Question

A coin is tossed two independent times, each resulting in a tail \((\mathrm{T})\) or a head (H). The sample space consists of four ordered pairs: TT, TH, HT, HH. Making certain assumptions, compute the probability of each of these ordered pairs. What is the probability of at least one head?

Short answer

The probability of each ordered pair (TT, TH, HT, HH) is 0.25. The probability of getting at least one head is 0.75.

Step-by-step solution

Compute Probability of Each Ordered Pair

To compute the probability of an ordered pair is as simple as multiplying the probabilities of the individual outcomes. Since these are fair coin tosses, the probability of getting a head (H) or a tail (T) in each toss is 0.5. For example, to compute the probability of TT (both tosses yield tails), we do: \[ \text{P(TT)} = P(T) * P(T) = 0.5 * 0.5 = 0.25 \] Similarly, we can compute the probabilities for other three outcomes (TH, HT, HH). They are all 0.25.

━━━━━━━━━━

• **Jobs**
1. What probability does the coin-toss solution give for getting at least one head?
2. From the coin-toss solution, quote everything from "Step-by-step solution" down to "are all 0.25.".

━━━━━━━━━━

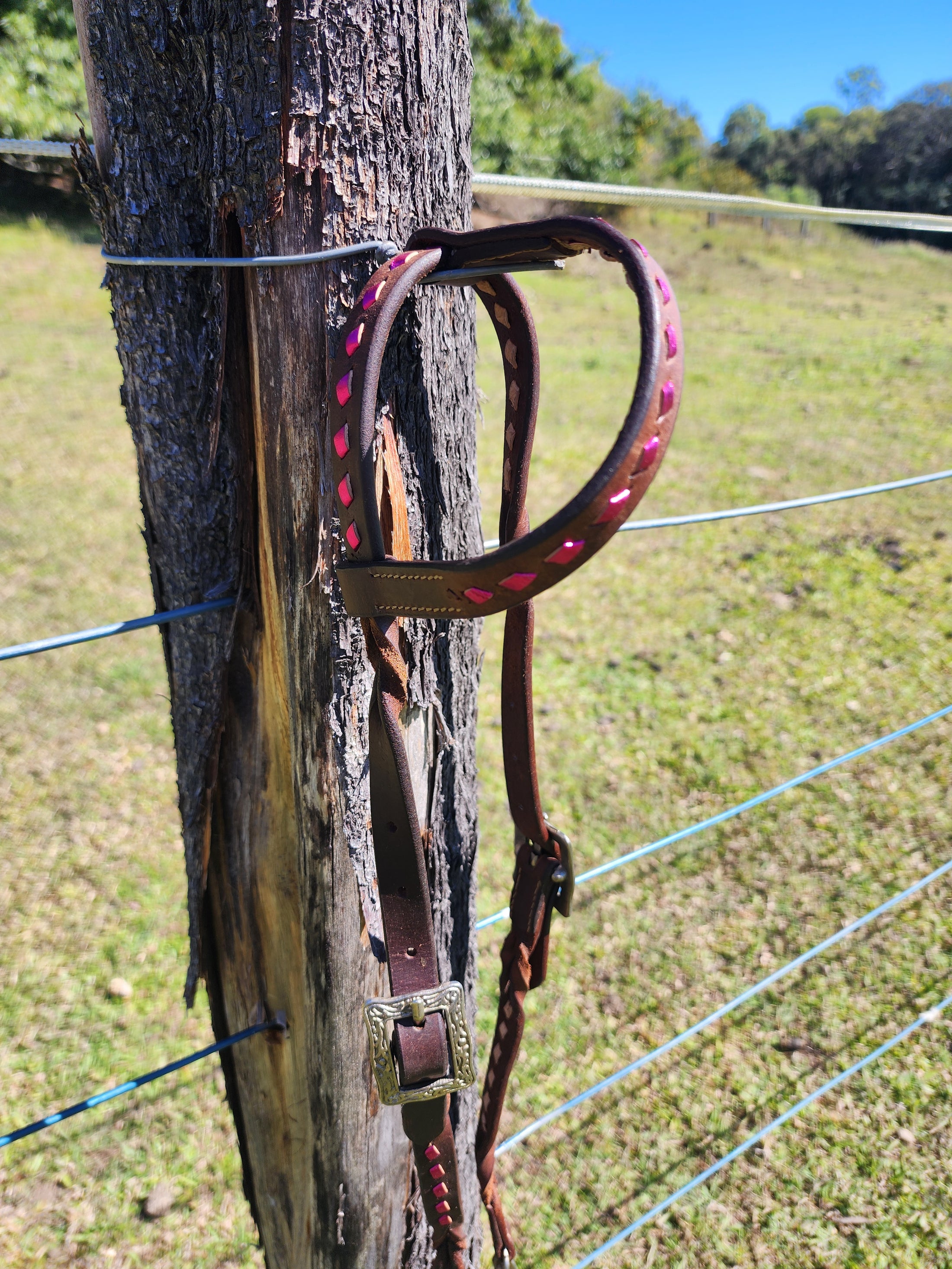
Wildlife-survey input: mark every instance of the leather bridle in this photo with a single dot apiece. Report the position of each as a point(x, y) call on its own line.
point(431, 1054)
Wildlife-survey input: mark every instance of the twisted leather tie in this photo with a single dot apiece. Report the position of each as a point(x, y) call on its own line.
point(431, 1054)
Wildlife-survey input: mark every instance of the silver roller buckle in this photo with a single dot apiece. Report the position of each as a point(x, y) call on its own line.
point(446, 999)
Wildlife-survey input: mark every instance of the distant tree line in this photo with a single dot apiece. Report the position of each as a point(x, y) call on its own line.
point(539, 109)
point(897, 161)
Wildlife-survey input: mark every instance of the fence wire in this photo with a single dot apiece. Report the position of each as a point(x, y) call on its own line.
point(626, 196)
point(659, 1208)
point(668, 522)
point(692, 199)
point(677, 1041)
point(136, 623)
point(277, 1023)
point(601, 870)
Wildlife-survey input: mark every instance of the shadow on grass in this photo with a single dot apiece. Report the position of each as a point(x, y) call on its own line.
point(25, 195)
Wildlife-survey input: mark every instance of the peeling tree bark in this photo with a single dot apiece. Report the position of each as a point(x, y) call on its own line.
point(270, 129)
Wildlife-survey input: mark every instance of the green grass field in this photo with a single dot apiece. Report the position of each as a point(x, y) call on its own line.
point(682, 672)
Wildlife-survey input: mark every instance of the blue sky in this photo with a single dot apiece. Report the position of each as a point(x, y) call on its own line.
point(782, 56)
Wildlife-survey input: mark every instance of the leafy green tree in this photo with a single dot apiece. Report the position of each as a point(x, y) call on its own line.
point(861, 87)
point(41, 79)
point(537, 109)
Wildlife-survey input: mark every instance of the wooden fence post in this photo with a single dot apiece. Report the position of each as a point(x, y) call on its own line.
point(264, 129)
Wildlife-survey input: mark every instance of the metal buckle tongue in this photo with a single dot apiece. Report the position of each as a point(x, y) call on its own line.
point(447, 999)
point(564, 876)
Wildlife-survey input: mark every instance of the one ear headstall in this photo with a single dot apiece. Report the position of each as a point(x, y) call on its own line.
point(372, 584)
point(427, 1054)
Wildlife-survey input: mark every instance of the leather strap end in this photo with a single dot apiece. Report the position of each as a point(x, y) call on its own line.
point(502, 1239)
point(434, 1155)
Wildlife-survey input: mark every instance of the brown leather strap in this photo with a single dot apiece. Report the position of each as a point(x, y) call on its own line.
point(524, 568)
point(379, 588)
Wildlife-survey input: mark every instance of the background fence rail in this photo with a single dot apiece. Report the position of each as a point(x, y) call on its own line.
point(626, 196)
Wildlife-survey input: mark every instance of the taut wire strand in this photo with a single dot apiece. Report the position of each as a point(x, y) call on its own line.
point(277, 1023)
point(928, 1017)
point(172, 615)
point(739, 809)
point(668, 522)
point(754, 990)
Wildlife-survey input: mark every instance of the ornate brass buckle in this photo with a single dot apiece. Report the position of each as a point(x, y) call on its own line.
point(446, 999)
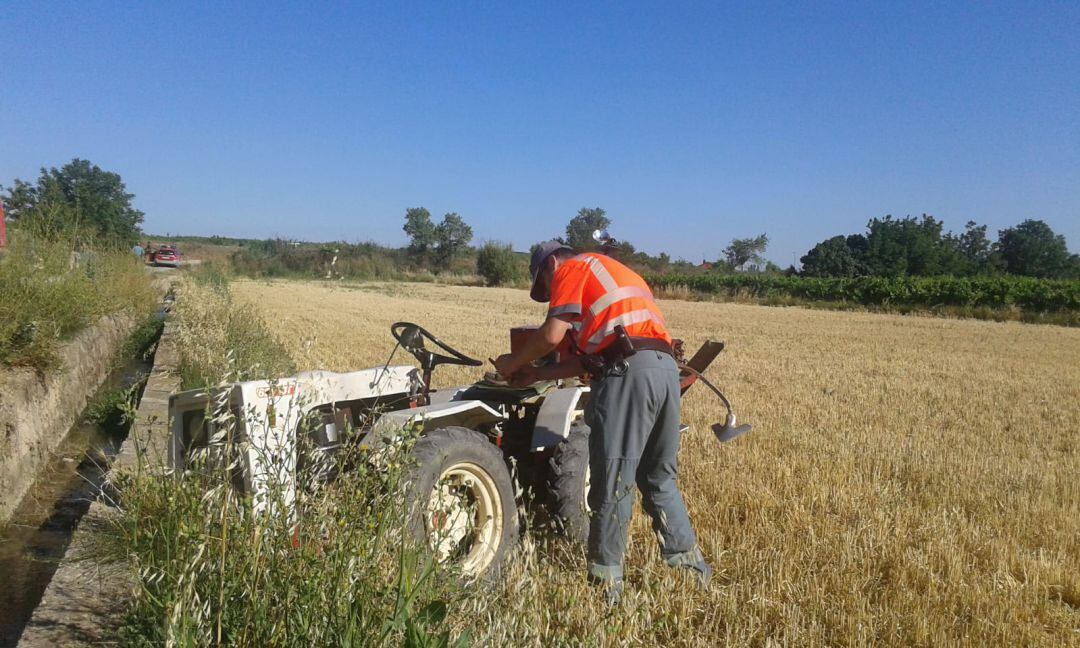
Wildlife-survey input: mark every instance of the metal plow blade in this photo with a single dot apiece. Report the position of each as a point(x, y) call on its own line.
point(729, 431)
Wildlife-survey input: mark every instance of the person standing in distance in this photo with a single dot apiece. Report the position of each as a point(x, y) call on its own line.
point(633, 410)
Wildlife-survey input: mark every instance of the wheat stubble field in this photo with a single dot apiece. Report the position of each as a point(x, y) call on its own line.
point(910, 481)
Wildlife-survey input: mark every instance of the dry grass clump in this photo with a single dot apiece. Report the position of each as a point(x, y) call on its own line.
point(909, 481)
point(49, 293)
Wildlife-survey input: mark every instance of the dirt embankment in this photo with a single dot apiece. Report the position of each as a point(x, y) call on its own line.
point(37, 412)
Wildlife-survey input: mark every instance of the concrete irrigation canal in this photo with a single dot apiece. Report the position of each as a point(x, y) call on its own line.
point(49, 595)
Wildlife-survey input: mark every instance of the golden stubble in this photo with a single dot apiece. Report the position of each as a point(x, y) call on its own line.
point(909, 481)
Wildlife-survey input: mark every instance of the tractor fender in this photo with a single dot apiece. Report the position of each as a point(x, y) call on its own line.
point(557, 413)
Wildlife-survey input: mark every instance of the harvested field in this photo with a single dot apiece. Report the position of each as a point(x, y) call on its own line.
point(910, 481)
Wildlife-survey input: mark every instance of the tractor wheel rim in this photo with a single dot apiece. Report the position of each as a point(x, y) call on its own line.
point(464, 517)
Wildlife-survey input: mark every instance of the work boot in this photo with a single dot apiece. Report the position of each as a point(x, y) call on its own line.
point(694, 563)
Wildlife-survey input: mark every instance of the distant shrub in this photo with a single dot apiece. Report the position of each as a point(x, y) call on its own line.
point(220, 340)
point(1027, 294)
point(498, 265)
point(49, 293)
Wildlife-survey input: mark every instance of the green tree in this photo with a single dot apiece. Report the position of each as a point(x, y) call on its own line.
point(839, 256)
point(744, 251)
point(451, 237)
point(420, 230)
point(1031, 248)
point(498, 264)
point(908, 246)
point(579, 231)
point(90, 199)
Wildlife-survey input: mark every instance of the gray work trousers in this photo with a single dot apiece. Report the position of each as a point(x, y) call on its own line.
point(634, 440)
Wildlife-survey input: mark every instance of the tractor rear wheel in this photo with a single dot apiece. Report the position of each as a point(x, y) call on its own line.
point(568, 484)
point(462, 501)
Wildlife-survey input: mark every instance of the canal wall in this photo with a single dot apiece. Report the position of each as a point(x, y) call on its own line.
point(85, 598)
point(37, 410)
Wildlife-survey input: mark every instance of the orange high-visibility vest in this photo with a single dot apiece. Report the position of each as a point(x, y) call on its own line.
point(599, 294)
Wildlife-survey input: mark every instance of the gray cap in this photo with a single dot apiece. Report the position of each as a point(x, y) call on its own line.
point(539, 257)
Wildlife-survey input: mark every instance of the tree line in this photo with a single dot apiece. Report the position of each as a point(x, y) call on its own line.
point(920, 247)
point(83, 199)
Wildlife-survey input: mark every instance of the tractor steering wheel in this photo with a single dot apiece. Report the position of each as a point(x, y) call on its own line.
point(412, 337)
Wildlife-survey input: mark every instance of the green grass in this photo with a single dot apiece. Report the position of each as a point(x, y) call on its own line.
point(341, 571)
point(48, 294)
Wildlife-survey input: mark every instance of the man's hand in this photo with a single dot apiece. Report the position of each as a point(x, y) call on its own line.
point(505, 365)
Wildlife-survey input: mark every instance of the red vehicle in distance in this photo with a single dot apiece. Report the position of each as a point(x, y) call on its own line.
point(166, 255)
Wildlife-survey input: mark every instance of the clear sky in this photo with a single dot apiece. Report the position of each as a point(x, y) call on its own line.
point(691, 124)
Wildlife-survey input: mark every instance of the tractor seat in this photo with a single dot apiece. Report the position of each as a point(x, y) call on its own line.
point(503, 393)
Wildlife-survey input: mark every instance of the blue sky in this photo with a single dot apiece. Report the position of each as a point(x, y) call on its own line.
point(691, 124)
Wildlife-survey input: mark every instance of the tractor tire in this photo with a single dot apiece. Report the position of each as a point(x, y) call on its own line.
point(461, 501)
point(568, 485)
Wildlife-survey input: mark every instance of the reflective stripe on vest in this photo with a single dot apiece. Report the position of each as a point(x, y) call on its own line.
point(624, 320)
point(613, 294)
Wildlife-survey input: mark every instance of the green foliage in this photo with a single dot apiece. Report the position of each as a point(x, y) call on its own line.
point(79, 196)
point(499, 265)
point(838, 256)
point(115, 409)
point(49, 293)
point(1033, 250)
point(420, 230)
point(140, 341)
point(223, 341)
point(453, 235)
point(907, 246)
point(579, 231)
point(343, 571)
point(918, 247)
point(1035, 295)
point(745, 251)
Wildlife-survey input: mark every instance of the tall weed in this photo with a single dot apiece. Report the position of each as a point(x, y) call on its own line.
point(49, 292)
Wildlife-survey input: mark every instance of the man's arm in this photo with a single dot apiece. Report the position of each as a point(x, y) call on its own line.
point(540, 343)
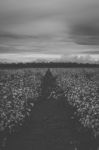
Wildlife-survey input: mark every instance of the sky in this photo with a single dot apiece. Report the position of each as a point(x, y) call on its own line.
point(54, 27)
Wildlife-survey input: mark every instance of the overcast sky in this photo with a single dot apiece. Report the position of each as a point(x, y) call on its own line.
point(49, 26)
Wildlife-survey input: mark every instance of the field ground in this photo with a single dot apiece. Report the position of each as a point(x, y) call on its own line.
point(45, 122)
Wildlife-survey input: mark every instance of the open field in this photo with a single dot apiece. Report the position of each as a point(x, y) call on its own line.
point(70, 95)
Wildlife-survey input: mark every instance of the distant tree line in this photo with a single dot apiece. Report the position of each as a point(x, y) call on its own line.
point(47, 65)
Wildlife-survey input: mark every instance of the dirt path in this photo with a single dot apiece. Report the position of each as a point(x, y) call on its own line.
point(49, 129)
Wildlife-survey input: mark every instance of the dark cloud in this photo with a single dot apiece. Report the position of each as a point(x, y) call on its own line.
point(85, 34)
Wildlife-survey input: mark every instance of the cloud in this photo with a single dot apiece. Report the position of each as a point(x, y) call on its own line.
point(32, 25)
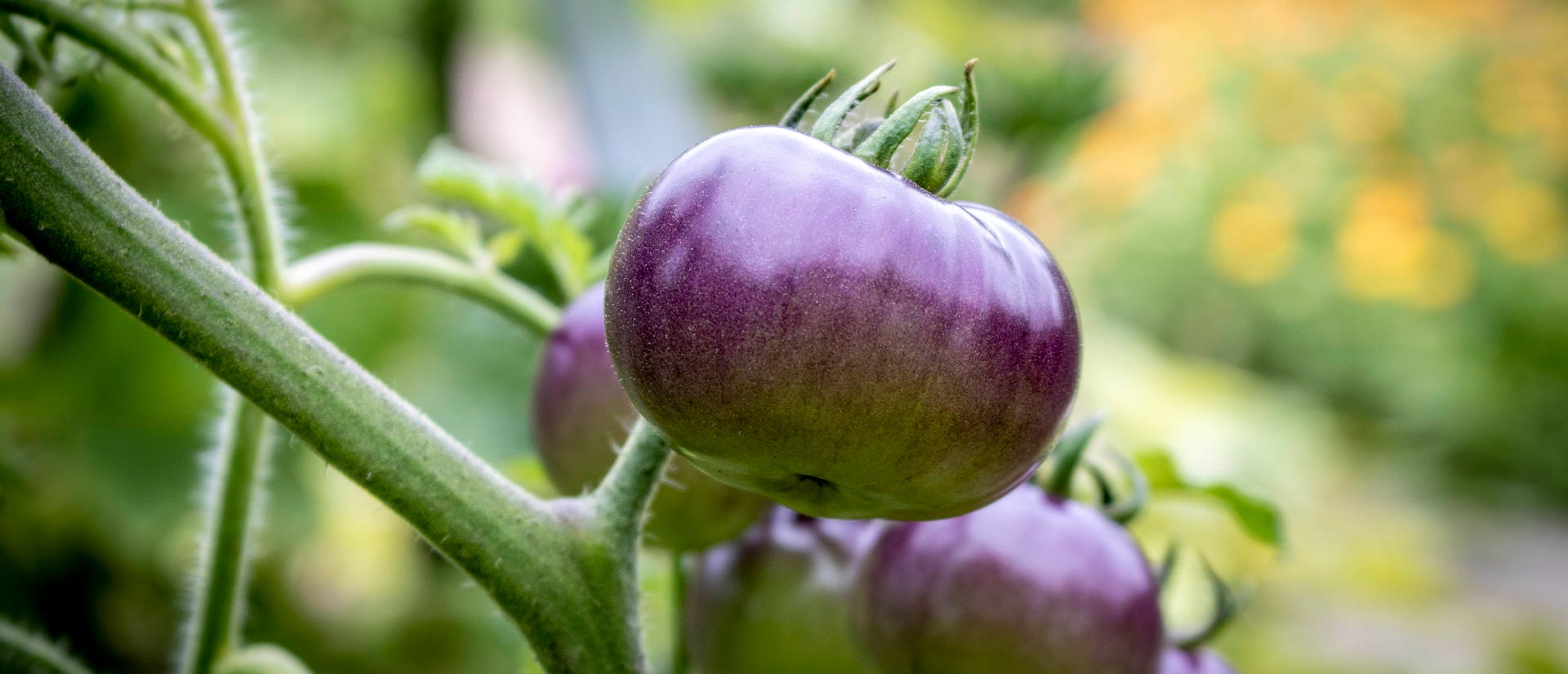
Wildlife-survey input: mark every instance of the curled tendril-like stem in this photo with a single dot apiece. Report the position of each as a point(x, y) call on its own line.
point(1123, 510)
point(969, 123)
point(1068, 453)
point(828, 123)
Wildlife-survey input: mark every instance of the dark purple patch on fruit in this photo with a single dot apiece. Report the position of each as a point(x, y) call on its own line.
point(1031, 583)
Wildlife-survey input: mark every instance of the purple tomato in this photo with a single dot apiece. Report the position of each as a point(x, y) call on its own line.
point(822, 331)
point(1031, 583)
point(775, 600)
point(581, 414)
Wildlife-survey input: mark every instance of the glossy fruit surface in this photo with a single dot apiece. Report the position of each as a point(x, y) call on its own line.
point(1194, 662)
point(775, 600)
point(817, 329)
point(581, 414)
point(1031, 583)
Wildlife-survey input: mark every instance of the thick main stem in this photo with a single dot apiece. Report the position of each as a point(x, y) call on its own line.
point(218, 604)
point(537, 561)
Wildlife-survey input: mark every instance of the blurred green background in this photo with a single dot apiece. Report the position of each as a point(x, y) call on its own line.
point(1321, 245)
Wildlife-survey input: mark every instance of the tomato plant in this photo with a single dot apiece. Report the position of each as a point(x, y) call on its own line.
point(786, 310)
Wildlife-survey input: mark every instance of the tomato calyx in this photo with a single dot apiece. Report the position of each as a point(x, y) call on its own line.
point(940, 157)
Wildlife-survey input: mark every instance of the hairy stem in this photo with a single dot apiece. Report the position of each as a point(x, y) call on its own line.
point(535, 560)
point(253, 190)
point(136, 58)
point(37, 653)
point(681, 653)
point(361, 262)
point(234, 502)
point(626, 489)
point(218, 607)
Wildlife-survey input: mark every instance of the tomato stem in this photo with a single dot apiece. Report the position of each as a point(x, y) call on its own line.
point(1068, 453)
point(969, 123)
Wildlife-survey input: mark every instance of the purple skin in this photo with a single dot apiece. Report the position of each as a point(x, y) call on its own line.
point(813, 328)
point(1031, 583)
point(775, 602)
point(1194, 662)
point(581, 414)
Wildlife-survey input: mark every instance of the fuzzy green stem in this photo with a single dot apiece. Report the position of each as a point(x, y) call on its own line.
point(540, 565)
point(366, 262)
point(233, 516)
point(37, 653)
point(626, 489)
point(253, 189)
point(136, 58)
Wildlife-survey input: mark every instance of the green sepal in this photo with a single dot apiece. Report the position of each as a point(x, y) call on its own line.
point(804, 104)
point(882, 145)
point(938, 150)
point(1068, 453)
point(828, 123)
point(862, 132)
point(1256, 516)
point(893, 104)
point(1123, 510)
point(969, 123)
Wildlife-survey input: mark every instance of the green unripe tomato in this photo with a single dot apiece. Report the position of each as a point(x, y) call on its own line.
point(775, 600)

━━━━━━━━━━

• **Solutions per task**
1. 0.75

2.
Step-by-step solution

Compute Probability of Each Ordered Pair

To compute the probability of an ordered pair is as simple as multiplying the probabilities of the individual outcomes. Since these are fair coin tosses, the probability of getting a head (H) or a tail (T) in each toss is 0.5. For example, to compute the probability of TT (both tosses yield tails), we do: \[ \text{P(TT)} = P(T) * P(T) = 0.5 * 0.5 = 0.25 \] Similarly, we can compute the probabilities for other three outcomes (TH, HT, HH). They are all 0.25.